[Point labeling records]
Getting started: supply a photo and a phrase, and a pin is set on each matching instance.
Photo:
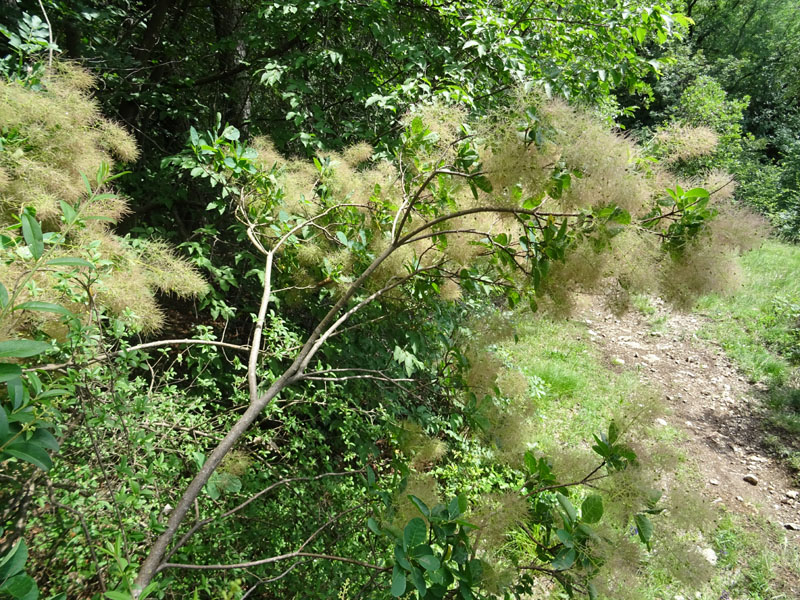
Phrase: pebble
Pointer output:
(709, 555)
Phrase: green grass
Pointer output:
(582, 394)
(759, 328)
(757, 325)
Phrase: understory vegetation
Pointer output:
(285, 287)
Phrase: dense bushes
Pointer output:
(337, 415)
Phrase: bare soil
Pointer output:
(716, 408)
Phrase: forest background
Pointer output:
(263, 262)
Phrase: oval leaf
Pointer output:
(569, 510)
(398, 582)
(429, 562)
(9, 372)
(414, 533)
(592, 509)
(22, 348)
(43, 307)
(30, 452)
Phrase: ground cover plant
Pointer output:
(758, 327)
(281, 362)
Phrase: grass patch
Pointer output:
(582, 393)
(759, 328)
(758, 325)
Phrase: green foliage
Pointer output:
(371, 391)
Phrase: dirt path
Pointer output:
(709, 401)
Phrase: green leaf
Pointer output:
(30, 452)
(421, 506)
(565, 559)
(644, 527)
(22, 348)
(429, 562)
(9, 372)
(43, 307)
(373, 526)
(231, 133)
(400, 558)
(592, 509)
(697, 193)
(70, 261)
(21, 587)
(613, 432)
(454, 508)
(45, 439)
(32, 232)
(398, 582)
(567, 506)
(118, 596)
(370, 477)
(14, 561)
(415, 533)
(419, 582)
(565, 537)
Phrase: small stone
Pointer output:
(709, 555)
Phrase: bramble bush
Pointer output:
(366, 434)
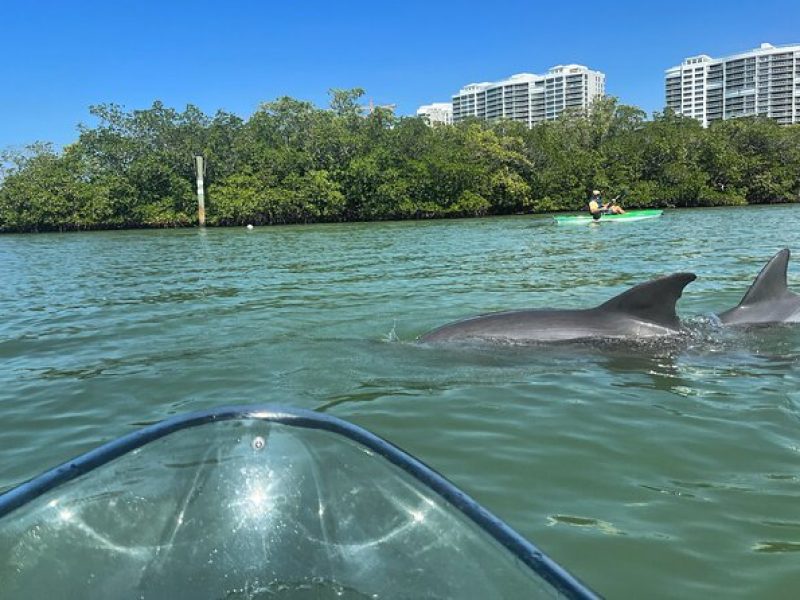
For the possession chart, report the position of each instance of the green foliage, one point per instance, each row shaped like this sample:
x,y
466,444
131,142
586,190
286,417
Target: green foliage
x,y
291,162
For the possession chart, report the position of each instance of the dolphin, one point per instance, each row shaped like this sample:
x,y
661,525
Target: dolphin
x,y
644,311
768,300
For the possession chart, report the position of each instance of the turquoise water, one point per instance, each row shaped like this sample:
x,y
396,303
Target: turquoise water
x,y
665,470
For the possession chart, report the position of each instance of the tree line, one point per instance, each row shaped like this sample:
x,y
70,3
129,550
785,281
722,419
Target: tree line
x,y
292,162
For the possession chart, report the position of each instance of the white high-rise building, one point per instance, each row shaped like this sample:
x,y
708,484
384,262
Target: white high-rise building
x,y
438,113
530,98
761,82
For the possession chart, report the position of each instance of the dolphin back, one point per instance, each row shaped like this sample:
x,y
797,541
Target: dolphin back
x,y
771,281
653,301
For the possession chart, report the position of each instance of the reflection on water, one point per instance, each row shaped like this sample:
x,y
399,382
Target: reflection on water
x,y
688,447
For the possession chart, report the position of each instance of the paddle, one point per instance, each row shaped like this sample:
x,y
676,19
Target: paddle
x,y
619,197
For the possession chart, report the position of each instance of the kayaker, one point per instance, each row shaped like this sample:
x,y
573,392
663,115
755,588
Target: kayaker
x,y
598,209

Written problem: Present all of the records above as a Markdown table with the columns Row and Line, numbering each line and skipping blank lines. Omit the pictures from the table.

Final answer:
| Row | Line |
|---|---|
| 1 | Getting started: supply a photo and a phrase, and a pin is set on each matching instance. |
| 2 | Photo: |
| 3 | Phrase: pebble |
| 4 | Pointer output: |
| 5 | (709, 555) |
| 6 | Phrase: green grass |
| 7 | Pointer output: |
| 8 | (582, 394) |
| 9 | (759, 328) |
| 10 | (757, 325) |
| 11 | Phrase: understory vegetation |
| 12 | Pointer output: |
| 13 | (285, 287) |
| 14 | Phrase: dense bushes |
| 15 | Pointer output: |
| 16 | (337, 415) |
| 17 | Phrase: bare soil |
| 18 | Pointer output: |
| 19 | (716, 408) |
| 20 | Phrase: forest background |
| 21 | Pointer output: |
| 22 | (263, 262) |
| 23 | Phrase: oval leaf |
| 24 | Pointer output: |
| 25 | (569, 510) |
| 26 | (398, 582) |
| 27 | (429, 562) |
| 28 | (9, 372) |
| 29 | (414, 533) |
| 30 | (592, 509) |
| 31 | (22, 348) |
| 32 | (43, 307) |
| 33 | (30, 452) |
| 34 | Phrase: ground cover plant |
| 35 | Pointer output: |
| 36 | (758, 327) |
| 37 | (281, 362) |
| 38 | Phrase: grass patch |
| 39 | Pointer output: |
| 40 | (582, 393) |
| 41 | (759, 328) |
| 42 | (758, 325) |
| 43 | Phrase: green foliage |
| 44 | Pointer output: |
| 45 | (371, 391) |
| 46 | Phrase: dirt path |
| 47 | Pointer output: |
| 48 | (709, 401) |
| 49 | Phrase: green leaf |
| 50 | Pointer output: |
| 51 | (30, 452) |
| 52 | (421, 506) |
| 53 | (565, 559) |
| 54 | (644, 527) |
| 55 | (22, 348) |
| 56 | (429, 562) |
| 57 | (9, 372) |
| 58 | (43, 307) |
| 59 | (373, 526) |
| 60 | (231, 133) |
| 61 | (400, 558) |
| 62 | (592, 509) |
| 63 | (697, 193) |
| 64 | (70, 261) |
| 65 | (21, 587) |
| 66 | (613, 432) |
| 67 | (454, 508) |
| 68 | (45, 439) |
| 69 | (32, 232) |
| 70 | (398, 582) |
| 71 | (567, 506) |
| 72 | (118, 596) |
| 73 | (370, 477) |
| 74 | (14, 561) |
| 75 | (415, 533) |
| 76 | (419, 582) |
| 77 | (565, 537) |
| 78 | Phrase: small stone |
| 79 | Pointer output: |
| 80 | (709, 555) |
| 81 | Phrase: bramble bush |
| 82 | Pointer output: |
| 83 | (366, 434) |
| 84 | For the possession chart, report the position of each instance of the green foliage, one point per instance, each row shaped like this sample: |
| 85 | x,y |
| 86 | 466,444 |
| 87 | 131,142 |
| 88 | 586,190 |
| 89 | 286,417 |
| 90 | Target: green foliage |
| 91 | x,y |
| 92 | 291,162 |
| 93 | For the possession chart, report the position of each instance of the dolphin, one point per instance, each row shaped like this sample: |
| 94 | x,y |
| 95 | 661,525 |
| 96 | Target: dolphin |
| 97 | x,y |
| 98 | 644,311 |
| 99 | 768,300 |
| 100 | For the possession chart, report the position of each instance of the turquoise water, one point per instance, each row shaped like this sample: |
| 101 | x,y |
| 102 | 396,303 |
| 103 | Target: turquoise water |
| 104 | x,y |
| 105 | 665,470 |
| 106 | For the possession chart, report the position of each instance of the tree line, one point per instance, each row shaped like this sample: |
| 107 | x,y |
| 108 | 70,3 |
| 109 | 129,550 |
| 110 | 785,281 |
| 111 | 722,419 |
| 112 | Target: tree line |
| 113 | x,y |
| 114 | 292,162 |
| 115 | For the possession chart, report the position of each instance of the white high-rise building, one point per instance, each row shaped like this sample: |
| 116 | x,y |
| 117 | 708,484 |
| 118 | 384,262 |
| 119 | Target: white high-rise building |
| 120 | x,y |
| 121 | 438,113 |
| 122 | 530,98 |
| 123 | 761,82 |
| 124 | For the possession chart, report the position of each instance of the dolphin back, one point per instance, each row shaped like this sample: |
| 125 | x,y |
| 126 | 797,541 |
| 127 | Target: dolphin back |
| 128 | x,y |
| 129 | 771,281 |
| 130 | 653,301 |
| 131 | For the possession chart, report the position of each instance of the reflection on water, one point per instance, each row shaped like this sample: |
| 132 | x,y |
| 133 | 399,382 |
| 134 | Target: reflection on water |
| 135 | x,y |
| 136 | 688,447 |
| 137 | For the possession chart, report the position of each instance of the paddle, one point per instance, each row shaped like this sample: |
| 138 | x,y |
| 139 | 676,19 |
| 140 | Target: paddle |
| 141 | x,y |
| 142 | 619,197 |
| 143 | For the possession chart, report the position of each instance of the kayaker, one point per instance, each row shaped like this sample: |
| 144 | x,y |
| 145 | 573,392 |
| 146 | 663,115 |
| 147 | 755,588 |
| 148 | Target: kayaker |
| 149 | x,y |
| 150 | 598,209 |